▶ EXERCISE GOAL
Reproduce the passage of the keyword research guide starting with "For example, if" and going on through "SEO best practices.", swapping "affiliate marketing" for "e-commerce".

▶ SOURCE
>>>

A Marketer’s Guide to Strategic Keyword Research
Strategic keyword research is about identifying the keywords that your audience is searching for. Follow these steps for success.
Which keywords are best for your business? Keyword research is vital…
If you’re in the business of marketing, search engine optimization (SEO) is a critical linchpin of modern digital marketing and by incorporating the right keywords in your content is an integral part of any SEO strategy.
This is where the nine steps for keyword research comes in.
1. Define your target audience
The first stage of keyword research involves defining the specific niche within which your content sits. To do this, start by studying your existing customer base. Ask yourself who is your target audience and why they’re interested in your content.
If you have a mailing list, use this opportunity to do some consumer research. Even if you have limited direct lines of communication with your customers, there’s still plenty of data you can tap into at this stage of research. This includes information concerning online shopping cart patterns, website cookie data, and any other browser data you may collect.
2. Set goals
Once you have a good idea of who your target audience is and the niche within which your brand sits, the next step is to ask yourself why you’re doing keyword research.
While all keyword research has the same basic objective, to identify the keywords that your target audience is searching for, there are several other things you should consider beyond this very basic goal.
For example, if you know your target audience has a preference for mobile search, your goal might be to identify keywords that frequently occur in mobile searches.
Your specific business model will also affect how you define your goals. For example, there are specialist techniques for SEO for affiliate marketing. Likewise, business-to-business inbound marketing has its own set of SEO best practices.
3. List relevant topics
You know your target audience and have defined your objectives. Next, you need to list topics that are interesting for your target audience, relevant to your brand, and aligned with your goals.
If you’re a content producer, you probably already have a good idea about what your main topics are, but that doesn’t mean that you still can’t benefit from clearly articulating them as it can help you with the next phase of research.
4. Compile a seed list of keywords
Having defined your topic or topics of interest, you can move on to creating the actual keyword list. This process begins intuitively by listing common sense keywords associated with each topic. It’s called a seed list because it will grow into your full keyword list in the following stages of research.
A good approach is to brainstorm with a group of people to get a broader range of perspectives and not overlook important keywords.
Organize the seed list into what SEO marketers sometimes call “topic buckets” that correspond to each of your different topics.
For example, at 8×8, we create content that covers topics relating to internet phone service. One of these topics is call queues. Creating a seed list for this topic bucket starts with simple variations of the leading topic keyword, “queue call”, “call queuing” etc. After variations, questions that correspond to the topic can be included, in this case, things like “what is a call queue?” and “how to queue a call”.

<<<

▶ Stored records
>>>

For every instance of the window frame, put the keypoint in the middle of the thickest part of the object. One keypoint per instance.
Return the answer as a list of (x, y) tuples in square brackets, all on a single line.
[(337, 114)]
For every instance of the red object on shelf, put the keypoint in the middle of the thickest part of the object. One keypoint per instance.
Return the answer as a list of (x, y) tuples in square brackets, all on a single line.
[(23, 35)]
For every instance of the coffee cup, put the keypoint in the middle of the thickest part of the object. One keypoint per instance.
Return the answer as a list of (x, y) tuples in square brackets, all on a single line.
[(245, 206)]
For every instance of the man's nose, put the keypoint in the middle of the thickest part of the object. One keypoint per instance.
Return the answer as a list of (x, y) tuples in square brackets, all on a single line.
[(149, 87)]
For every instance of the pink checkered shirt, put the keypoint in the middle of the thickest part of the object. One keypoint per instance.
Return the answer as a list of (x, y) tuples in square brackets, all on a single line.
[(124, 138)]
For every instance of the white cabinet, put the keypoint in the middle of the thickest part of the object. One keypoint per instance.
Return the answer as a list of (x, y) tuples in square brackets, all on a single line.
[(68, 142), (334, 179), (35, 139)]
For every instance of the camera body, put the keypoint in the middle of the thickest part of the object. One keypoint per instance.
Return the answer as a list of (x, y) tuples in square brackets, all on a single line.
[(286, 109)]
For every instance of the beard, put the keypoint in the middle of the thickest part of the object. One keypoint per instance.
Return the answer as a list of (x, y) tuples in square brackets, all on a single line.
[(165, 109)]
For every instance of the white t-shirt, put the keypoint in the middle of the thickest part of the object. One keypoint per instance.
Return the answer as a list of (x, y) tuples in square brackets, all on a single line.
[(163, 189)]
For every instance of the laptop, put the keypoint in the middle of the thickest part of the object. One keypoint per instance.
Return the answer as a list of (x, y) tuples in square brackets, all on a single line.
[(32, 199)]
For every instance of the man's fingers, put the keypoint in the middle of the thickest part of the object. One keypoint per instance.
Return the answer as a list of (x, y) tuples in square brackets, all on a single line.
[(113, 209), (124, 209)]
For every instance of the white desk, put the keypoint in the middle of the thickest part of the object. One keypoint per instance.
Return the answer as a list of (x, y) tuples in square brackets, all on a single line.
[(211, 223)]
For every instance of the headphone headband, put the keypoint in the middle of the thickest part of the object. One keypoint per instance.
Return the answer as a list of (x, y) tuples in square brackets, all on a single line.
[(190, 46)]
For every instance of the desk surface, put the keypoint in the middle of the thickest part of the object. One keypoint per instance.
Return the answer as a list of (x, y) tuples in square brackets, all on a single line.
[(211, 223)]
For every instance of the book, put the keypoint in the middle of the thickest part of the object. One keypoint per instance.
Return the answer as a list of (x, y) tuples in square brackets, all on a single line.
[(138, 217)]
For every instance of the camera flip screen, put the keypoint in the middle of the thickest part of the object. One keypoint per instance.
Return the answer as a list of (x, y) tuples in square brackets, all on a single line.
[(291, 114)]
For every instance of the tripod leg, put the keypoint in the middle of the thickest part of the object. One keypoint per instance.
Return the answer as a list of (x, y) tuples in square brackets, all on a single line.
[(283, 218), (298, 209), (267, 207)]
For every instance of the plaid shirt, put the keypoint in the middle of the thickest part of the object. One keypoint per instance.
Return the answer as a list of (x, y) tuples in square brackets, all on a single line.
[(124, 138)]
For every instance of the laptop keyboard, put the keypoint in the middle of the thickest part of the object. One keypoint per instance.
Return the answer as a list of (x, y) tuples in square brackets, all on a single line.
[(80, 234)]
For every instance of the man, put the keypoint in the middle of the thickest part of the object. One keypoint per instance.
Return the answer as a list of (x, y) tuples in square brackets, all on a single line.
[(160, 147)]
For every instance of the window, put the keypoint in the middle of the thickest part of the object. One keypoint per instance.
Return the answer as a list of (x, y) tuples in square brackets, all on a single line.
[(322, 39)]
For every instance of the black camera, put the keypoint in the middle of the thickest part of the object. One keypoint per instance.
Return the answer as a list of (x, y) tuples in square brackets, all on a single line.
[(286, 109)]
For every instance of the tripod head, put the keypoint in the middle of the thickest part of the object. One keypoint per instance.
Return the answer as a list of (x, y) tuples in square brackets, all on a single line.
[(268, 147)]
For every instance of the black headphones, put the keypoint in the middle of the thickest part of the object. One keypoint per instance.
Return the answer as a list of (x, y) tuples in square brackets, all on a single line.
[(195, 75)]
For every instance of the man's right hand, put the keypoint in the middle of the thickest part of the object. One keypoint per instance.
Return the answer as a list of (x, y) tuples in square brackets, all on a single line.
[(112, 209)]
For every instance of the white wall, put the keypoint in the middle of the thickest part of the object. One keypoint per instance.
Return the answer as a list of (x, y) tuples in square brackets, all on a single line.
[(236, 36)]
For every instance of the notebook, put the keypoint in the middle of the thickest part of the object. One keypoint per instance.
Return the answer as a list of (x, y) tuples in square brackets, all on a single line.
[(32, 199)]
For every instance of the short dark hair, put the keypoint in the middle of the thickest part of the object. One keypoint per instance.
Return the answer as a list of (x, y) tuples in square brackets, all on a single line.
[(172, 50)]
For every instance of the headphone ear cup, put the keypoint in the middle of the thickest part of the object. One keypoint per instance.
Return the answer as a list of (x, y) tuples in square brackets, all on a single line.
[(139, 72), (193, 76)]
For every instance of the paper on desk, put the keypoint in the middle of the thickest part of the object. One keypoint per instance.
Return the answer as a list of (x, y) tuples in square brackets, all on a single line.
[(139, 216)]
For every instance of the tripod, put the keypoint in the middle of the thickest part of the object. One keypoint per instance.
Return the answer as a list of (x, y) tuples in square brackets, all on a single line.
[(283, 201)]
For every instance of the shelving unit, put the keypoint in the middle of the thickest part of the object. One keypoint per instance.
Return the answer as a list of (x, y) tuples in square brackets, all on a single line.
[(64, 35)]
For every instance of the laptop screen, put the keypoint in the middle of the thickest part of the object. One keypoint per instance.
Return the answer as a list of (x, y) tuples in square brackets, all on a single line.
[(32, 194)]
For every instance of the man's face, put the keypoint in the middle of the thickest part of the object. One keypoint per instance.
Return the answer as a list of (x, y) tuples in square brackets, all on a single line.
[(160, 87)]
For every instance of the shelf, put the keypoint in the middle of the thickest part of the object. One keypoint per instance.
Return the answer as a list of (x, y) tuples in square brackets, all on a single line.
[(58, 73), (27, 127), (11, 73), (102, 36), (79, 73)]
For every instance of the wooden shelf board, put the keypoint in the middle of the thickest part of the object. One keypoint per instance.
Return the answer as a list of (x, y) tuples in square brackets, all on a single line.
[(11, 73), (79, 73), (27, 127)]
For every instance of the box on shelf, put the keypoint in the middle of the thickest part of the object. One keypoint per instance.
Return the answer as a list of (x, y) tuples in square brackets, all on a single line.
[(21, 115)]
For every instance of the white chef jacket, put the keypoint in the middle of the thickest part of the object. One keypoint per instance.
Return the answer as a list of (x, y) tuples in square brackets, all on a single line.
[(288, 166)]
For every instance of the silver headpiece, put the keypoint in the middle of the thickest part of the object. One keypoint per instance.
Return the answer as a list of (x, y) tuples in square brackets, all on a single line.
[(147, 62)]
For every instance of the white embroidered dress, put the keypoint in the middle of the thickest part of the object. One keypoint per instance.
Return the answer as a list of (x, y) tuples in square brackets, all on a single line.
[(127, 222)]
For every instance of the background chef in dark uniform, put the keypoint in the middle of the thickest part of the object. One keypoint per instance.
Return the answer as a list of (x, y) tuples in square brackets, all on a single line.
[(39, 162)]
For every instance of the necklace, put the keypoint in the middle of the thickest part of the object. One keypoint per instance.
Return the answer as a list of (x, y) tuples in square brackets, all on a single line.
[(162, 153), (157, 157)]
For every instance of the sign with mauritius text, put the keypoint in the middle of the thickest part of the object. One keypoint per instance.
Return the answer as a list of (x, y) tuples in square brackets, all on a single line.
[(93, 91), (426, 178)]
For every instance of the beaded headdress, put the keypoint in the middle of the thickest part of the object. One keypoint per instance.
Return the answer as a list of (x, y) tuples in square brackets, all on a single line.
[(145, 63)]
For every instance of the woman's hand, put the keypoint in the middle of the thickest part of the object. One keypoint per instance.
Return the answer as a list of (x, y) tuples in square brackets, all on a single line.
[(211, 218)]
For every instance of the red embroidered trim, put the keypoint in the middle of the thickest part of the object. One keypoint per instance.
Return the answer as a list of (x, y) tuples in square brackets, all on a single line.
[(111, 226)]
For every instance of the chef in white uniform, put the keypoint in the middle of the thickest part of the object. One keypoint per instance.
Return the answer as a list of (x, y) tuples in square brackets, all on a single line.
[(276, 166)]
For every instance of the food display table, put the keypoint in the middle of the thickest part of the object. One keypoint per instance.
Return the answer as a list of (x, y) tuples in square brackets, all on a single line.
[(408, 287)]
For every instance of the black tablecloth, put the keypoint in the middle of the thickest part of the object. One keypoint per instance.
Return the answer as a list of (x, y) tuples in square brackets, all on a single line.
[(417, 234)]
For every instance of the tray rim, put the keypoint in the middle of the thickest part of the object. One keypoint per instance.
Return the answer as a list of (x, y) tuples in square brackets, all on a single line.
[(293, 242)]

<<<

▶ RESULT
For example, if you know your target audience has a preference for mobile search, your goal might be to identify keywords that frequently occur in mobile searches.
Your specific business model will also affect how you define your goals. For example, there are specialist techniques for SEO for e-commerce. Likewise, business-to-business inbound marketing has its own set of SEO best practices.